**Exercise details:** Pull out each line of the material below that contains the string "gravel", and copy those lines unchanged.

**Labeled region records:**
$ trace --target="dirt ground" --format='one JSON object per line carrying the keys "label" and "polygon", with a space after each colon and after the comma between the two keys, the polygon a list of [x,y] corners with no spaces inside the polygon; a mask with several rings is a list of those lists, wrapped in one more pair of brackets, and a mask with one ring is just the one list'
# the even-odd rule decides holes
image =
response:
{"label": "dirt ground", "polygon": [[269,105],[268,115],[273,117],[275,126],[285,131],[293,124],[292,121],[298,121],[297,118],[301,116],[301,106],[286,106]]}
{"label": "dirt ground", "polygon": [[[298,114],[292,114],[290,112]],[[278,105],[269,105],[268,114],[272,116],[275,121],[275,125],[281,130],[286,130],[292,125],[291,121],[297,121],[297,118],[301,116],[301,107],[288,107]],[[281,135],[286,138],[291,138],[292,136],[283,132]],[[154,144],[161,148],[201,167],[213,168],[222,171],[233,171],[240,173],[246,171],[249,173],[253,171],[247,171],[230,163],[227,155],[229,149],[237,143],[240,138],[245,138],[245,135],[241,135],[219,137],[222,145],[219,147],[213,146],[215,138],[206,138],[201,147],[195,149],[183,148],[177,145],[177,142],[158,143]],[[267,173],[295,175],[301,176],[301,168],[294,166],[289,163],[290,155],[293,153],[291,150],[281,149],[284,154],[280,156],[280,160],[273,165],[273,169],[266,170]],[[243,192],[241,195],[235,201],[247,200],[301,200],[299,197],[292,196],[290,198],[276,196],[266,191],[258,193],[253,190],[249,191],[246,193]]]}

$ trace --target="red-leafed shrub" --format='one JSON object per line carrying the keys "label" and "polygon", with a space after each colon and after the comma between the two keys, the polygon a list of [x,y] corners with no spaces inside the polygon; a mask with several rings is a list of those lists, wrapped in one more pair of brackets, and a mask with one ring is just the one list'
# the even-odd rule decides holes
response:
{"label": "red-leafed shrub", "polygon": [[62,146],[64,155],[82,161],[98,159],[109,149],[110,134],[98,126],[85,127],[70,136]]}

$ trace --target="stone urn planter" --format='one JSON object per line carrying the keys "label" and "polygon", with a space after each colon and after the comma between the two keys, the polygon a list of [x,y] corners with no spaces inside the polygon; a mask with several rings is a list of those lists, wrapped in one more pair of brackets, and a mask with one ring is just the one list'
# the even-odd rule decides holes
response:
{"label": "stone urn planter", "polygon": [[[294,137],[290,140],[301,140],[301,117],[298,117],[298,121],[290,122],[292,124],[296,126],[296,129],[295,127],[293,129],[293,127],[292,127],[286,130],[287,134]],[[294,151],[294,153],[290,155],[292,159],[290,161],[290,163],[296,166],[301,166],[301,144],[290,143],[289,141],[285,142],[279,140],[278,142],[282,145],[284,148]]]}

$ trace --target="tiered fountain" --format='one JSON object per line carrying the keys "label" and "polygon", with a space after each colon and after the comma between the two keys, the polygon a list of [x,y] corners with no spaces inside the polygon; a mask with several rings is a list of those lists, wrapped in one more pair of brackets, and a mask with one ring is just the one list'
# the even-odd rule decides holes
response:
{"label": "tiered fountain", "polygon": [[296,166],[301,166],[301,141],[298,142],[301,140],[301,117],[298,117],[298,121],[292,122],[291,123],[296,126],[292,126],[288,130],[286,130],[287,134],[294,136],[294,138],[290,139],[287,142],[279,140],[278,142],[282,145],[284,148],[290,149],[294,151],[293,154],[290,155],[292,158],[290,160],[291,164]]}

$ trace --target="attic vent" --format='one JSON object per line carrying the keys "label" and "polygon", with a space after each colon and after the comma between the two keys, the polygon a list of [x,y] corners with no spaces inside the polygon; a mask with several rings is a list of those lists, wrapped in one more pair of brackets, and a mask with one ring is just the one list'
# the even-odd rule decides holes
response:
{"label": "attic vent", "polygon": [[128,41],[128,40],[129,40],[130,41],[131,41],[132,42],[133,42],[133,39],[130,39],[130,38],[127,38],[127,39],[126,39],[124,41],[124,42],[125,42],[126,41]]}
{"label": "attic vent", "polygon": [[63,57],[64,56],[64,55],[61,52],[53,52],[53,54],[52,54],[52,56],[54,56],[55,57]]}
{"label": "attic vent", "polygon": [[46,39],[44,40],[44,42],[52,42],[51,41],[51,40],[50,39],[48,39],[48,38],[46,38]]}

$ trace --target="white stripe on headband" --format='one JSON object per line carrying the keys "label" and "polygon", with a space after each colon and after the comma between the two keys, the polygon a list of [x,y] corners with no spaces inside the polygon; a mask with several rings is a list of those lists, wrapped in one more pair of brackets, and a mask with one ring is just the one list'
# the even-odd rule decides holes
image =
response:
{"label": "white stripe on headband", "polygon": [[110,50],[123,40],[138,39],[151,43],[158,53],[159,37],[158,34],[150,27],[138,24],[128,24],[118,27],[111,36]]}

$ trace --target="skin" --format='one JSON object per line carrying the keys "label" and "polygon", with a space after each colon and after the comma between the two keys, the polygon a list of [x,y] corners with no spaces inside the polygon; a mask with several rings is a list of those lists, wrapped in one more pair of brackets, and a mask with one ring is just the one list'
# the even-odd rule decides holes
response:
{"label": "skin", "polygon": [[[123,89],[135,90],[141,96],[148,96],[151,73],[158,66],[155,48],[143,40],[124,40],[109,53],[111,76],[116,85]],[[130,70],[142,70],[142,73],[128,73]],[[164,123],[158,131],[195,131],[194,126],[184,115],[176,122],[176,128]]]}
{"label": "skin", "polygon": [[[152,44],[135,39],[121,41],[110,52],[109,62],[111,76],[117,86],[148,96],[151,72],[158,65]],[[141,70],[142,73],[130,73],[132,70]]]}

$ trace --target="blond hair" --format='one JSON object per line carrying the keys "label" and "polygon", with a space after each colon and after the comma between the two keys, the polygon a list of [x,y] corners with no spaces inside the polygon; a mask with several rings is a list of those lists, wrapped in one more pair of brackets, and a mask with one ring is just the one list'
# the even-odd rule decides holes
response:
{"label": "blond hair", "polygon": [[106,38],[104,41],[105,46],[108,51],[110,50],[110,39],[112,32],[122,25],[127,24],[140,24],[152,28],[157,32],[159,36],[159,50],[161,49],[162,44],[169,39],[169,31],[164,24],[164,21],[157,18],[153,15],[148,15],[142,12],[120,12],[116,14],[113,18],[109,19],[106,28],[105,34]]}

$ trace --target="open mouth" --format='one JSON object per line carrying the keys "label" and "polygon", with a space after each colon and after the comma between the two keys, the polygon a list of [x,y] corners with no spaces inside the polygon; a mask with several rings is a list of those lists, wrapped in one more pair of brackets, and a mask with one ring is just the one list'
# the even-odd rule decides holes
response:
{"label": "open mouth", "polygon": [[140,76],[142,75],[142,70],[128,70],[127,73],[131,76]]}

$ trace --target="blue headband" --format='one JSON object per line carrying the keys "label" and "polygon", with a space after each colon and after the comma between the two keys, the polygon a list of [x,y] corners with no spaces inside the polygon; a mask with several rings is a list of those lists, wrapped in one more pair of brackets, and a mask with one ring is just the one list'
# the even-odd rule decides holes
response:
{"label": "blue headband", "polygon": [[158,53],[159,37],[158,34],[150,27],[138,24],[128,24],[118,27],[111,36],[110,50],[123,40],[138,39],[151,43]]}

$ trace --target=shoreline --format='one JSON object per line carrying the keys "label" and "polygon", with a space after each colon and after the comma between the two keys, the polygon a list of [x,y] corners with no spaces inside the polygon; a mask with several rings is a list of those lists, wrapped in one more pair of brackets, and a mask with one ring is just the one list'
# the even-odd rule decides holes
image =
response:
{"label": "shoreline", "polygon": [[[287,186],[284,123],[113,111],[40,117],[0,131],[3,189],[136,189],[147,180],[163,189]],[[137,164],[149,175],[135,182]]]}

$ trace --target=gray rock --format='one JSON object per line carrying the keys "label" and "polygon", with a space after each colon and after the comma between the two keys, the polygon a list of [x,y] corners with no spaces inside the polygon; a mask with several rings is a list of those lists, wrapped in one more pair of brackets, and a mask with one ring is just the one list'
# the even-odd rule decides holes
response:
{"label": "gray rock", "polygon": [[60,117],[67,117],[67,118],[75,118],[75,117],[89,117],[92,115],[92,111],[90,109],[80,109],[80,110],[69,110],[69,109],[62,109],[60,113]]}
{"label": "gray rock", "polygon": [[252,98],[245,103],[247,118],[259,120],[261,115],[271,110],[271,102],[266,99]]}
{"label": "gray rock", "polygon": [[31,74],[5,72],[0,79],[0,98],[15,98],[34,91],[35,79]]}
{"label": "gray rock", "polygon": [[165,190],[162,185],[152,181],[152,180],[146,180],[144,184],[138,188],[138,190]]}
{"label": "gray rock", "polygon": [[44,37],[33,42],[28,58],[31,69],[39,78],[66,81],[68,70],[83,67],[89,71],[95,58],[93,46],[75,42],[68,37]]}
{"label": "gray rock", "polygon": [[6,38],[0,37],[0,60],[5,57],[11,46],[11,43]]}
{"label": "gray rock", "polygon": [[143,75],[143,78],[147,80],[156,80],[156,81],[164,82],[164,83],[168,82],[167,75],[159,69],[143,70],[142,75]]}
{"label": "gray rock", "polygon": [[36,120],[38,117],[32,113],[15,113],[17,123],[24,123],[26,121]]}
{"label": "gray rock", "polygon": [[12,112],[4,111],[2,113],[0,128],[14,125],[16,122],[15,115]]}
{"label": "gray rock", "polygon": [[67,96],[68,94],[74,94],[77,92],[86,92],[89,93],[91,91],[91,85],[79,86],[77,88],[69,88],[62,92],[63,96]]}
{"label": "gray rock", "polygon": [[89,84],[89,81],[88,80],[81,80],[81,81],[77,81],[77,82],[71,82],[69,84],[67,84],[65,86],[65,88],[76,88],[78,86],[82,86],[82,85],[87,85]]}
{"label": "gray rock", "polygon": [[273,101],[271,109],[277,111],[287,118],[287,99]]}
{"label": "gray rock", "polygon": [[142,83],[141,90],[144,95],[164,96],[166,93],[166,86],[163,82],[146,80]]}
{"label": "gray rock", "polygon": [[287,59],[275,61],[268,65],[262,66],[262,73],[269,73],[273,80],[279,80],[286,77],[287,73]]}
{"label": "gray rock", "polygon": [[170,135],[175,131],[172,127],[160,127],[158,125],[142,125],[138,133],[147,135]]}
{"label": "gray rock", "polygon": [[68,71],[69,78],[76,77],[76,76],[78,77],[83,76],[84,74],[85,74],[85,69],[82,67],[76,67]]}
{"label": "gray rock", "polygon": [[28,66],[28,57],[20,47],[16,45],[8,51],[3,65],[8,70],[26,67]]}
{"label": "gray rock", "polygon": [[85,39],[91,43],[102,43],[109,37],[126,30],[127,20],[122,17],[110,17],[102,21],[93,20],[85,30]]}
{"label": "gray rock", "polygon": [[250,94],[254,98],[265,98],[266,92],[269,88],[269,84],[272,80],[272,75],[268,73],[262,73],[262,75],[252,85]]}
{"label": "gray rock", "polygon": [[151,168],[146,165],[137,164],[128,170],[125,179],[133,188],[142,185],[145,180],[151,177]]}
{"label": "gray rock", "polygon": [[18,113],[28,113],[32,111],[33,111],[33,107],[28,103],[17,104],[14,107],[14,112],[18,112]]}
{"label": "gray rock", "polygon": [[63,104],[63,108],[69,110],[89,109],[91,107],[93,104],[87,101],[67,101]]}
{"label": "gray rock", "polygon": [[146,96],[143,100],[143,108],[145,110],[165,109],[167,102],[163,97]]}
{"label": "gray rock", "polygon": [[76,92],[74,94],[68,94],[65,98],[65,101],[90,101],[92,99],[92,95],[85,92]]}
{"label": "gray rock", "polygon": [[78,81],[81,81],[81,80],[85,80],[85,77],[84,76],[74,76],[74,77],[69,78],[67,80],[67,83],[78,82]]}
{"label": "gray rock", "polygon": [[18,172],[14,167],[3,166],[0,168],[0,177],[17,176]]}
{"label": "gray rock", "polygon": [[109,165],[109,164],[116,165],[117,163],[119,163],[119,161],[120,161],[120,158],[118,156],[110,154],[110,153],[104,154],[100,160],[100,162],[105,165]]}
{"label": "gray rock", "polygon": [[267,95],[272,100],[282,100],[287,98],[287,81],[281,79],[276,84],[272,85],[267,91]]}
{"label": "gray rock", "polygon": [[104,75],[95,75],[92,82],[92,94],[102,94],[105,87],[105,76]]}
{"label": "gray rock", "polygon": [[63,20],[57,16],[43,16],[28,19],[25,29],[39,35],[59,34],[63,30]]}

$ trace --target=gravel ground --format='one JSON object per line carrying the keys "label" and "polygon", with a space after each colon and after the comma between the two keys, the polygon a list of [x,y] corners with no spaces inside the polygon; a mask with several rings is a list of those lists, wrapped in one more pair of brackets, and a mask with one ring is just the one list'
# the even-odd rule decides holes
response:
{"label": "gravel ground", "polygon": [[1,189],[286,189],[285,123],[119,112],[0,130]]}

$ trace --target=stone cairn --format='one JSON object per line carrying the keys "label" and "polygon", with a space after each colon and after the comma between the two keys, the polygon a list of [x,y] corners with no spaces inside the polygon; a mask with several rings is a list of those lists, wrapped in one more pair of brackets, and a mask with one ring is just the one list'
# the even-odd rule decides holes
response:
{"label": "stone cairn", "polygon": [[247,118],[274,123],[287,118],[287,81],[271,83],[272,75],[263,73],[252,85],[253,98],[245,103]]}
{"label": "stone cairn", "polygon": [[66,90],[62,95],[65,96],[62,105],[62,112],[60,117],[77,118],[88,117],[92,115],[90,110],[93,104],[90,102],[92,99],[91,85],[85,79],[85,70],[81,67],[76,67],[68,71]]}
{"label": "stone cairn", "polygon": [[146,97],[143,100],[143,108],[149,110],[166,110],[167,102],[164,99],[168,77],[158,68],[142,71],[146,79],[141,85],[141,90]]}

**Answer for this exercise:**
$ trace --target=gravel ground --format='one JSON object per line carrying the keys "label" and "polygon", with a space after each colon and after the comma between the two keys, the polygon a list of [x,y] corners with no spaces inside the polygon; a mask with several rings is a list of those lists, wrapped in one more pair of brackets, and a mask with one ring is just the one list'
{"label": "gravel ground", "polygon": [[1,189],[286,189],[285,123],[119,112],[0,130]]}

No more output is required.